→ Aim of the task
Go to the line that contains "of the brown", then write out that line and all that follow to the end of the listing, exactly and without pictures.

[Object point labels]
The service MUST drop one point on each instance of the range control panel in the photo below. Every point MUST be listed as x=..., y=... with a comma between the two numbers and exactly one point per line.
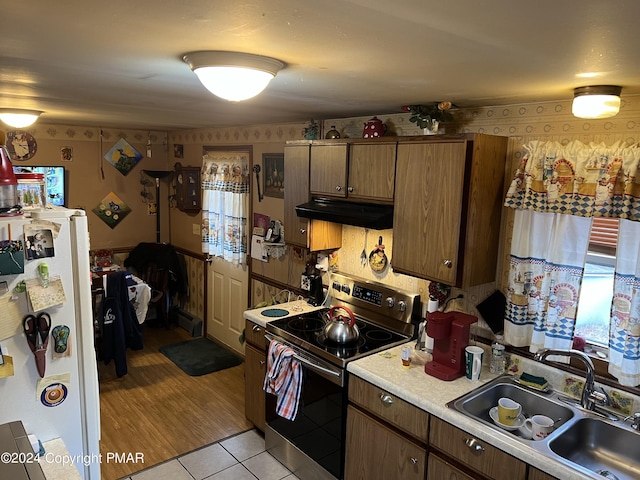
x=374, y=298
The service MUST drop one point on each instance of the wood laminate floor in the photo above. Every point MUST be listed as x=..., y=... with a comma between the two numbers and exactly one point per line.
x=159, y=411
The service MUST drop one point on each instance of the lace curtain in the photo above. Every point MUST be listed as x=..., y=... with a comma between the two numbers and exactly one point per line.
x=556, y=190
x=225, y=197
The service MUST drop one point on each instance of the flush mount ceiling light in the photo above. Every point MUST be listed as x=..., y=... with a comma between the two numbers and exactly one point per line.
x=18, y=118
x=231, y=75
x=599, y=101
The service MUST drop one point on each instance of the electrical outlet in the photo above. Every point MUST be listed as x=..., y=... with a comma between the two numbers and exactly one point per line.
x=305, y=283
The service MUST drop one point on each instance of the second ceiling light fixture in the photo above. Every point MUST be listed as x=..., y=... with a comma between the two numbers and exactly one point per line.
x=233, y=76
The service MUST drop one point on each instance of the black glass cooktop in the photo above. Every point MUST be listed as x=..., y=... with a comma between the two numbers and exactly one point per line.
x=307, y=331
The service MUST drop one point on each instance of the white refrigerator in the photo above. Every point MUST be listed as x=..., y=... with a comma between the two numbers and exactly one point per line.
x=65, y=402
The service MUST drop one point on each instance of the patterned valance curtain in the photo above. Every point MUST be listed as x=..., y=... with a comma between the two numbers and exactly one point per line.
x=578, y=179
x=556, y=191
x=225, y=197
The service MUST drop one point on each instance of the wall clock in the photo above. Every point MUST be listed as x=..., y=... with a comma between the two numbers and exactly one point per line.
x=21, y=145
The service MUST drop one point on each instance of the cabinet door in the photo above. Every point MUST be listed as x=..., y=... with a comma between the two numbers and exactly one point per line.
x=439, y=469
x=428, y=209
x=296, y=192
x=475, y=454
x=375, y=451
x=329, y=170
x=535, y=474
x=255, y=362
x=402, y=415
x=372, y=170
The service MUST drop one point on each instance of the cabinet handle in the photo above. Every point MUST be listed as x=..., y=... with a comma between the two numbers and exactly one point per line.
x=474, y=445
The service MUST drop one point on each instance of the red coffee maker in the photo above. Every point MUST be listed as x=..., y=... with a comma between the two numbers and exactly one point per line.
x=450, y=333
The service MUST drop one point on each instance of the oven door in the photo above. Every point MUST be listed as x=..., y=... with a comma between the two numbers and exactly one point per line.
x=312, y=445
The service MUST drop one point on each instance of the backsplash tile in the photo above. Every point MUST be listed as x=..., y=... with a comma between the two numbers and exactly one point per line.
x=572, y=386
x=621, y=402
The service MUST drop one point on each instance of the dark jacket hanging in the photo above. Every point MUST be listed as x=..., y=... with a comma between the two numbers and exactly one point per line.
x=118, y=322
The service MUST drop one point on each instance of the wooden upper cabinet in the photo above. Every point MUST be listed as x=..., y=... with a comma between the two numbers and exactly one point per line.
x=329, y=169
x=296, y=192
x=372, y=170
x=355, y=170
x=313, y=234
x=448, y=204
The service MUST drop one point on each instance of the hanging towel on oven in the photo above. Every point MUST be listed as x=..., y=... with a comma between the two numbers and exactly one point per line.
x=284, y=379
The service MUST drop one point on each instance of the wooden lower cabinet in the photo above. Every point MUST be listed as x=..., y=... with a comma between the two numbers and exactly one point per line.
x=440, y=469
x=386, y=436
x=255, y=368
x=374, y=450
x=535, y=474
x=474, y=454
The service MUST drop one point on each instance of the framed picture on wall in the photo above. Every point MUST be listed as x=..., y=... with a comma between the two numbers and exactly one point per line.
x=273, y=176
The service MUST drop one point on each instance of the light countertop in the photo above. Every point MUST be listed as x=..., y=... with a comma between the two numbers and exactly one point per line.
x=431, y=395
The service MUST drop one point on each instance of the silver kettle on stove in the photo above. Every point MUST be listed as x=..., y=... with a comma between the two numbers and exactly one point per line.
x=340, y=329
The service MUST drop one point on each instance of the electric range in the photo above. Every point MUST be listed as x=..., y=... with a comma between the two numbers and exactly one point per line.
x=312, y=445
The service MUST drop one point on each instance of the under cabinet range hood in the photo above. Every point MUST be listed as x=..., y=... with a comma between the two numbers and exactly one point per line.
x=368, y=215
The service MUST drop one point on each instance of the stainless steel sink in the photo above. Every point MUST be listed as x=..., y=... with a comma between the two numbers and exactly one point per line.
x=587, y=442
x=479, y=402
x=599, y=446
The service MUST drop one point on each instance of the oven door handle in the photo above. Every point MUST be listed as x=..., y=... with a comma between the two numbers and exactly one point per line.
x=306, y=362
x=313, y=366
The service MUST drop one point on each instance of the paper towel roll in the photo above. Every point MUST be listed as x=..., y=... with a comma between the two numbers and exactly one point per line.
x=432, y=306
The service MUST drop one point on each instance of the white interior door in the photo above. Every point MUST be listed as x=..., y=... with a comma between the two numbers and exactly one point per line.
x=227, y=300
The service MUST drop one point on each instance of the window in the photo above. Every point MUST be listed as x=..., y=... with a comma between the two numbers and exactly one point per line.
x=594, y=304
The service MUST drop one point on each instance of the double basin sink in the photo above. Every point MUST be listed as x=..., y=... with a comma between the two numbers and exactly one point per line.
x=596, y=445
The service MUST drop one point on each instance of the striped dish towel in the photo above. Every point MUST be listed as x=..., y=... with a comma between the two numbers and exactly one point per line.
x=284, y=379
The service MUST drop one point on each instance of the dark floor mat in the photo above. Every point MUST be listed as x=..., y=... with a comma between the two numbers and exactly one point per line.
x=200, y=356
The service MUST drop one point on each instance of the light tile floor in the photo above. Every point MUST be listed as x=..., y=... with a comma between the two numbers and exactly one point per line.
x=241, y=457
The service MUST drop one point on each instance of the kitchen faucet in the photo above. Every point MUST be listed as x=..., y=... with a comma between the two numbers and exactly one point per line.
x=589, y=397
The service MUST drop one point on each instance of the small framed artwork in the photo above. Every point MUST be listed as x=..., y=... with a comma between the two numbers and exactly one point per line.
x=273, y=168
x=66, y=154
x=123, y=156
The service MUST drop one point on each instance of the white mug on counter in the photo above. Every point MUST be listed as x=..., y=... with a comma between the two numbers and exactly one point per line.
x=473, y=362
x=539, y=426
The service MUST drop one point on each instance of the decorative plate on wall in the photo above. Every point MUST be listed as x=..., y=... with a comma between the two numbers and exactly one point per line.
x=21, y=145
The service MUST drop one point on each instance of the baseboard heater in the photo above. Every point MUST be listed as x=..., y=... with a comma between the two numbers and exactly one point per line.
x=189, y=322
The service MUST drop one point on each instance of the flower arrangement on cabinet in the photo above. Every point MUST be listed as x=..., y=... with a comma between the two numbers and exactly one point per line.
x=430, y=115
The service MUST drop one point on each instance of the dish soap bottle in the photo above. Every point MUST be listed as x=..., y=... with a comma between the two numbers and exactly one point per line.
x=497, y=356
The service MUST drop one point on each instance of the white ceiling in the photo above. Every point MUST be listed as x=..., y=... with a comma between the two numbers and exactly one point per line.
x=118, y=63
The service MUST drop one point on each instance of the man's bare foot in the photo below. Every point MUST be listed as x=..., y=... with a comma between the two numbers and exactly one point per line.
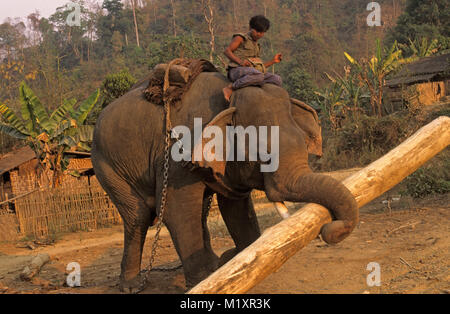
x=227, y=92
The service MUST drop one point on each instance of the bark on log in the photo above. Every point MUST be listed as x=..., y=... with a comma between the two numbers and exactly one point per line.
x=178, y=74
x=282, y=241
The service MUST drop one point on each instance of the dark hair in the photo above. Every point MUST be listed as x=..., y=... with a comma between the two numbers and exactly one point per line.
x=260, y=23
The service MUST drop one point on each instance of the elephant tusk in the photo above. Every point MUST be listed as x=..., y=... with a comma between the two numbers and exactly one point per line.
x=282, y=210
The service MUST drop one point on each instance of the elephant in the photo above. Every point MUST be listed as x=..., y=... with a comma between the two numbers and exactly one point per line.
x=128, y=160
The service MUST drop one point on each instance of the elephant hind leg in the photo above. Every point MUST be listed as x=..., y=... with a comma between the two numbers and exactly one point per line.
x=185, y=218
x=137, y=216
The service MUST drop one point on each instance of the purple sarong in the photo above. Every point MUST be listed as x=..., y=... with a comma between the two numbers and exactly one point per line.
x=247, y=76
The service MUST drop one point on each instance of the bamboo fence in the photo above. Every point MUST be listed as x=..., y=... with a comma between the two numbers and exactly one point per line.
x=69, y=208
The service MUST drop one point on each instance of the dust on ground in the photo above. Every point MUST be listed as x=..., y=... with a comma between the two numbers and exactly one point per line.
x=410, y=242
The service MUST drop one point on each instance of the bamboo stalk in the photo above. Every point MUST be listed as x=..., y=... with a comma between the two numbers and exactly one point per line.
x=282, y=241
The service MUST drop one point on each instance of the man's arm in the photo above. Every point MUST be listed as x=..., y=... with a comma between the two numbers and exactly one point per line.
x=237, y=41
x=277, y=59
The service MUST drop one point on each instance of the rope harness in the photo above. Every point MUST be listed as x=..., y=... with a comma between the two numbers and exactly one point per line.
x=168, y=132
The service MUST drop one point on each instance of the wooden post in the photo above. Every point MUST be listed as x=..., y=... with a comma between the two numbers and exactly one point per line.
x=282, y=241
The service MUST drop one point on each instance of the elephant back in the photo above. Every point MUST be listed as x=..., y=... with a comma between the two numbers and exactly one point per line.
x=181, y=76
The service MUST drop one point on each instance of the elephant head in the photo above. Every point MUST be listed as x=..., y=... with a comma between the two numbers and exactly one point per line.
x=299, y=134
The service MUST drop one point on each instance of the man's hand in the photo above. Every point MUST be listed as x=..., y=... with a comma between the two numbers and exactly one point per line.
x=278, y=58
x=245, y=63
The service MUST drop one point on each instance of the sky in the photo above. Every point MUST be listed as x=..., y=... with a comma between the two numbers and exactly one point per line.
x=22, y=8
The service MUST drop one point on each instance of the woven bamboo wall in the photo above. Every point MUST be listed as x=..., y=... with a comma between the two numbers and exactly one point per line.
x=65, y=209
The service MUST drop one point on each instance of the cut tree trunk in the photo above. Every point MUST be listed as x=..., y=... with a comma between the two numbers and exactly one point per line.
x=282, y=241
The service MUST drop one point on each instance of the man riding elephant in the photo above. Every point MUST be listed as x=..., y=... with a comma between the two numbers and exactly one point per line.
x=246, y=67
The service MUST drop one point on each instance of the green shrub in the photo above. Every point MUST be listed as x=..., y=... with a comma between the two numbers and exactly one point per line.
x=433, y=178
x=116, y=85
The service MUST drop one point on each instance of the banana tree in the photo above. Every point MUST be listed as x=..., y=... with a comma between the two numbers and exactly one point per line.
x=50, y=136
x=420, y=48
x=332, y=104
x=374, y=71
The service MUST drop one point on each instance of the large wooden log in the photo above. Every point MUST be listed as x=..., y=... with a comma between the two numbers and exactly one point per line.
x=283, y=240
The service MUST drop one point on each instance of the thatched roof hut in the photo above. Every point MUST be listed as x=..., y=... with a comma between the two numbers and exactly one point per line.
x=435, y=68
x=18, y=171
x=424, y=82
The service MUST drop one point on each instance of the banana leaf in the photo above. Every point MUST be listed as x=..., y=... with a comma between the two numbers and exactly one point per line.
x=11, y=131
x=35, y=107
x=60, y=113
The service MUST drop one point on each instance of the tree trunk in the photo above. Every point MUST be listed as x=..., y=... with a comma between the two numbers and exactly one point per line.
x=279, y=243
x=208, y=13
x=174, y=17
x=133, y=6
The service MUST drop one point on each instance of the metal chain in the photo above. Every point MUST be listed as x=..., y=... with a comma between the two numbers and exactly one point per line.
x=146, y=272
x=168, y=128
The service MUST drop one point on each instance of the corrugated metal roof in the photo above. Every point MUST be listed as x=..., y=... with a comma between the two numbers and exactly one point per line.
x=409, y=80
x=15, y=159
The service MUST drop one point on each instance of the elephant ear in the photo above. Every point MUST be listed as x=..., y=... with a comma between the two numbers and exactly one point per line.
x=216, y=160
x=308, y=121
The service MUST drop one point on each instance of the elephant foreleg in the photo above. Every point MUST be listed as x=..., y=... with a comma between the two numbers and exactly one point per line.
x=241, y=221
x=185, y=218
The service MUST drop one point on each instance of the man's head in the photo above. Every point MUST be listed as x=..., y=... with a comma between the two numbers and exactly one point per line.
x=259, y=25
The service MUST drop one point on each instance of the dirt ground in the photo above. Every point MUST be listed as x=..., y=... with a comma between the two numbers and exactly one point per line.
x=410, y=242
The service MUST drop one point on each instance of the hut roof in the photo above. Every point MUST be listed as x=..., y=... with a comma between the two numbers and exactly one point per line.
x=15, y=159
x=422, y=70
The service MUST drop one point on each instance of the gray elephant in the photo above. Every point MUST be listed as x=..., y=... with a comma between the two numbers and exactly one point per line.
x=128, y=159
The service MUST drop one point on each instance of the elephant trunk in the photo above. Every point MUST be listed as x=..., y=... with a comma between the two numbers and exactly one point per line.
x=323, y=190
x=332, y=194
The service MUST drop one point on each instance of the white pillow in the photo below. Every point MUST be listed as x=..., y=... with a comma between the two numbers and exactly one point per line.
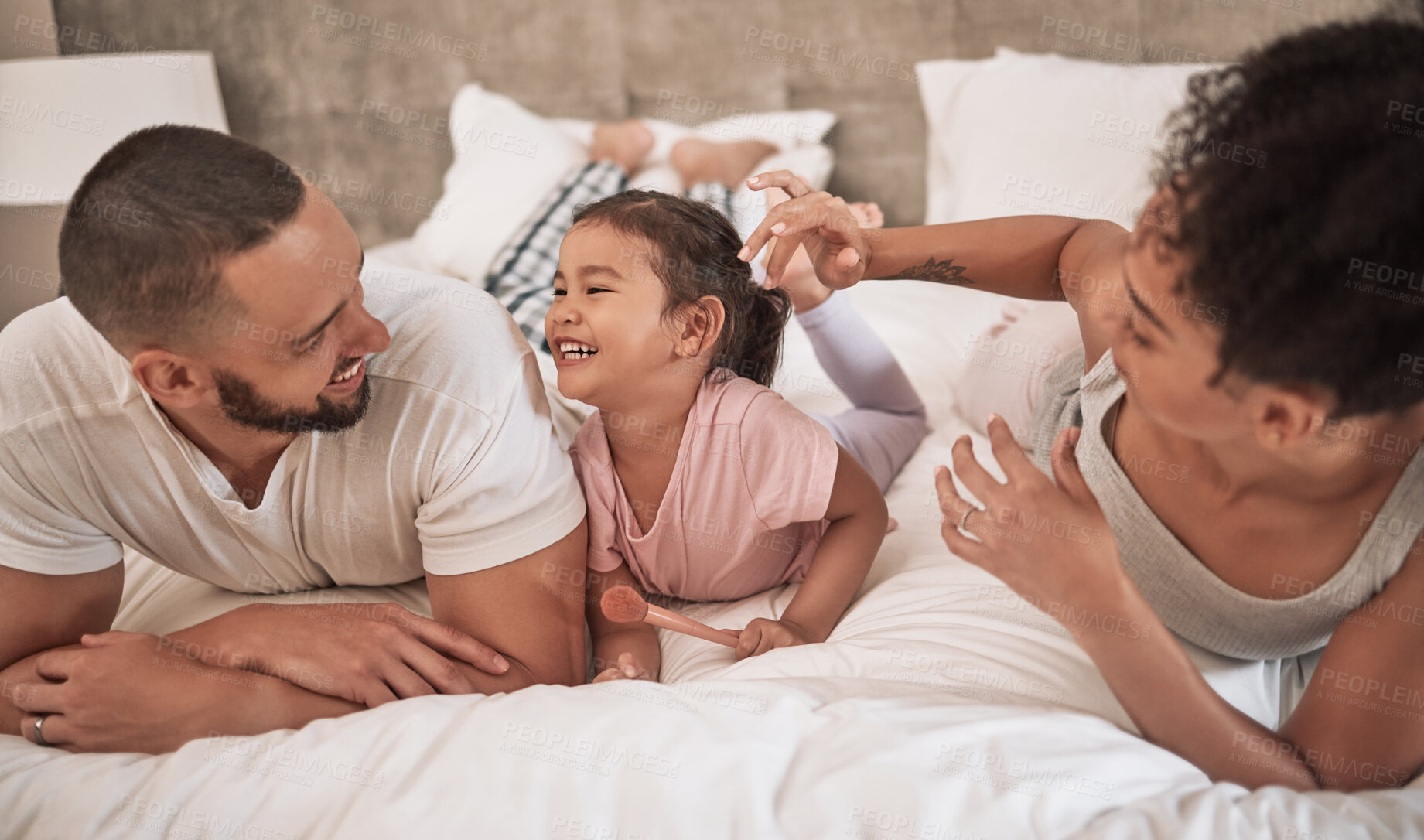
x=1023, y=134
x=507, y=160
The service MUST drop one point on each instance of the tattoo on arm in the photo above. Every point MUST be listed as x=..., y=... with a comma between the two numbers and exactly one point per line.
x=941, y=271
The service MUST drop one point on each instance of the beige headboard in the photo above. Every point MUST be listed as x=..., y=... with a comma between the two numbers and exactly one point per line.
x=319, y=83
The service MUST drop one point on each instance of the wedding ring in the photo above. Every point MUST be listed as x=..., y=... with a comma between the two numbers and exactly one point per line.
x=39, y=732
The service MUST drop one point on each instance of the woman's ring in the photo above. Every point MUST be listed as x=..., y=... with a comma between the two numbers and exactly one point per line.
x=39, y=732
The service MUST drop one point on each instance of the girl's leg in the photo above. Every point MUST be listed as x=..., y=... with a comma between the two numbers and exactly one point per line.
x=887, y=420
x=523, y=275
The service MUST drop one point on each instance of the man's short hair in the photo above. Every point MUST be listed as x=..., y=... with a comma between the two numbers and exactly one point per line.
x=150, y=227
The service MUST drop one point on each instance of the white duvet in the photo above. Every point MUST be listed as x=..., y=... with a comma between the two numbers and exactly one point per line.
x=943, y=708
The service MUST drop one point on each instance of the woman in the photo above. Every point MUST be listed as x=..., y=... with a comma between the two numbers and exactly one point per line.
x=1246, y=333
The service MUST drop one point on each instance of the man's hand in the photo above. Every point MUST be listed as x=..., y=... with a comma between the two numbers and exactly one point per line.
x=763, y=634
x=824, y=224
x=118, y=692
x=369, y=654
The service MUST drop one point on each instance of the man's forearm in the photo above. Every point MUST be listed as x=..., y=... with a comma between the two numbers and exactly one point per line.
x=234, y=702
x=1013, y=255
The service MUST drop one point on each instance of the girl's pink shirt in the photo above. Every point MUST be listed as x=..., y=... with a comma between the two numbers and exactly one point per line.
x=743, y=510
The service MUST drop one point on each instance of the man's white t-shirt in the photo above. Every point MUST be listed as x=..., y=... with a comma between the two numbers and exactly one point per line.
x=453, y=469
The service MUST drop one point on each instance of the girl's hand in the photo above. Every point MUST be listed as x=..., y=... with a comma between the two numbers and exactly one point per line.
x=626, y=668
x=1048, y=541
x=763, y=634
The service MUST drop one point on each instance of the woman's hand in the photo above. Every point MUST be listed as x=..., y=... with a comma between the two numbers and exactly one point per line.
x=1048, y=541
x=824, y=224
x=627, y=667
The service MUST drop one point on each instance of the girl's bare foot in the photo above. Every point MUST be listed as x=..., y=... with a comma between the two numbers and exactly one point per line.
x=626, y=144
x=799, y=279
x=701, y=161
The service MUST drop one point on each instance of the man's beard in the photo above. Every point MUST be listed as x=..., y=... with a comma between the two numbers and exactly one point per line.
x=242, y=405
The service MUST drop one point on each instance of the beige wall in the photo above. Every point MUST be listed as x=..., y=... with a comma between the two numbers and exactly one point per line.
x=298, y=84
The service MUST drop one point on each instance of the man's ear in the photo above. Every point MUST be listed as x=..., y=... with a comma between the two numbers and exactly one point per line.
x=1289, y=415
x=699, y=325
x=169, y=377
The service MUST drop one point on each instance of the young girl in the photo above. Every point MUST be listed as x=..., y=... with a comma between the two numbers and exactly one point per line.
x=704, y=483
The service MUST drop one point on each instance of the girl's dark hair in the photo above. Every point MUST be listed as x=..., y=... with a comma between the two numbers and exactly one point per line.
x=694, y=254
x=1298, y=176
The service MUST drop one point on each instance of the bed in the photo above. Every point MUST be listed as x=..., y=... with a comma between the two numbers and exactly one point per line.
x=941, y=708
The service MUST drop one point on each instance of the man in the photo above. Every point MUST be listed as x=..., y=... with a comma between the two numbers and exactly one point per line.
x=230, y=392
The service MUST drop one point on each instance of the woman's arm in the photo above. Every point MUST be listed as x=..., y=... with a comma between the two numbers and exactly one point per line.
x=1354, y=729
x=1021, y=257
x=620, y=645
x=1361, y=722
x=858, y=516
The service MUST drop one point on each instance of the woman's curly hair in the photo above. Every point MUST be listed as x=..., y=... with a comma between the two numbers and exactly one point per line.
x=1298, y=181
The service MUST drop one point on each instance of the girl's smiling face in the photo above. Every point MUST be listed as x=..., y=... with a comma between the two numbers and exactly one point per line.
x=606, y=325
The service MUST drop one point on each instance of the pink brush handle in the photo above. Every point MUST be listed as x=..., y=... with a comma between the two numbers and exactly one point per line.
x=668, y=620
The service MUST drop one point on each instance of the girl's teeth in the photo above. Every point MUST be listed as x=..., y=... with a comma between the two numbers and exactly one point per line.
x=347, y=375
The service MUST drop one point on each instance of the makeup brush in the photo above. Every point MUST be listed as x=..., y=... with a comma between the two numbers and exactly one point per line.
x=624, y=604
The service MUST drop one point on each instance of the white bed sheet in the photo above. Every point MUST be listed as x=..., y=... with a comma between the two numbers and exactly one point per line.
x=943, y=708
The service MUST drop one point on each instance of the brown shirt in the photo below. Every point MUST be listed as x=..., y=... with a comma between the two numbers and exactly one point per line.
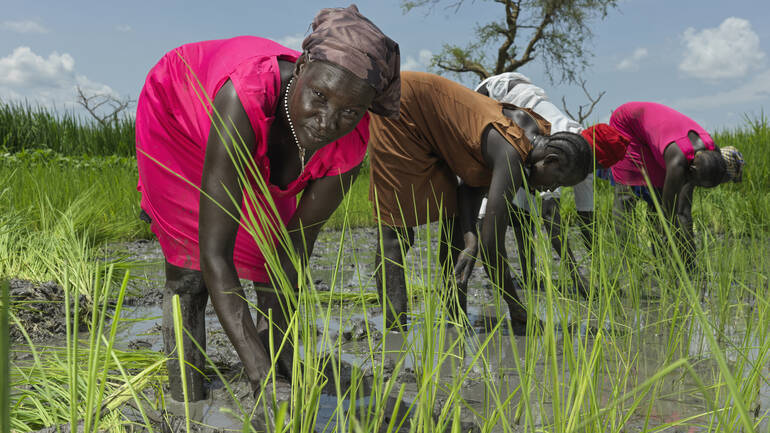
x=437, y=136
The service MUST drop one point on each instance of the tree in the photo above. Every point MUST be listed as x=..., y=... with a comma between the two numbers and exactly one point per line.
x=105, y=108
x=583, y=116
x=555, y=31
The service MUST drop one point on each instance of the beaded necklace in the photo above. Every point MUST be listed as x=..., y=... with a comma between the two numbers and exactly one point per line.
x=291, y=125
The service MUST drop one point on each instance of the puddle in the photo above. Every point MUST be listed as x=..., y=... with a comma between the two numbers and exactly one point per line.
x=639, y=348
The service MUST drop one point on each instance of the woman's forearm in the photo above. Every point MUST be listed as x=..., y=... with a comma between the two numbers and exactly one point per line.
x=227, y=298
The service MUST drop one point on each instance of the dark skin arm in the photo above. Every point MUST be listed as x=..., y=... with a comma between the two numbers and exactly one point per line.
x=218, y=226
x=675, y=194
x=468, y=203
x=552, y=218
x=505, y=164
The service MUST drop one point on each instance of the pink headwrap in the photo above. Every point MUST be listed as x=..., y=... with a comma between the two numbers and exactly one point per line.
x=609, y=144
x=344, y=37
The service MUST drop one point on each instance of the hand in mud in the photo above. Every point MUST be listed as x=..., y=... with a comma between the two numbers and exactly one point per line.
x=582, y=286
x=519, y=318
x=466, y=260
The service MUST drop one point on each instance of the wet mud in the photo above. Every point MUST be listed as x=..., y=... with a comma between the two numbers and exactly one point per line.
x=354, y=330
x=40, y=309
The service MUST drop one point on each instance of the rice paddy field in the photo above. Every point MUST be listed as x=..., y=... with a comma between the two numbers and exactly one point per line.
x=653, y=349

→ Answer to the task
The service MUST drop one point on each instance of the brown shirt in the photo below. Every point MUST be listed as x=..., y=... with a comma between the two numbers and exactly one point per line.
x=437, y=136
The service MUST drop one point on each instance of the tree in the photo above. Every point MUST be listed as x=..., y=... with a comma between the two numbers and exactly one point per line.
x=105, y=108
x=583, y=116
x=555, y=31
The service MUST drop one point on each instance of the beaded necklace in the photo above. Every point MUST be listed as x=..., y=... with a comma between the two numbers and exactly one point per line.
x=291, y=125
The service MUST drop one point on each instance of the puddle in the photo above. Every point MUST be listed as x=..., y=... with a comma between the two numbers and exactly one point per line.
x=639, y=348
The service MUST drop one point on each instance of the woman's forearm in the photo above. Every point MUST be listed as x=..., y=... with a comma between the two numbers and exactly one point per line.
x=227, y=298
The service MUST drop one point on each instance of the dark skin arm in the photo above. Every point MUST be listed as x=..., y=... with a comma between the two numbers and exactly one point per line.
x=218, y=226
x=675, y=194
x=468, y=203
x=552, y=218
x=505, y=164
The service MUST drop one point on each instance of the pink headwrap in the photo above. Every point MUST be listed as x=..., y=... with a comma between the two numbers and exactly one point per line.
x=609, y=144
x=344, y=37
The service MUST drop one point on each instance of the hand in mud in the photo above. Every point MUST be listed as x=..., y=... with a comma between the two numbers and exactly one point per line.
x=582, y=286
x=519, y=318
x=466, y=260
The service MUST drop one point on each instance of the wet mud in the photo above. Every point MUST be listed as x=..., y=... with a comma between the two numbers and exactly one point per line.
x=354, y=330
x=40, y=309
The service MUST drop one point on each instance of the rice paddy field in the photo above. Every point MUST be listed as x=..., y=... with a comma between the two numbers and exactly one point per line.
x=653, y=349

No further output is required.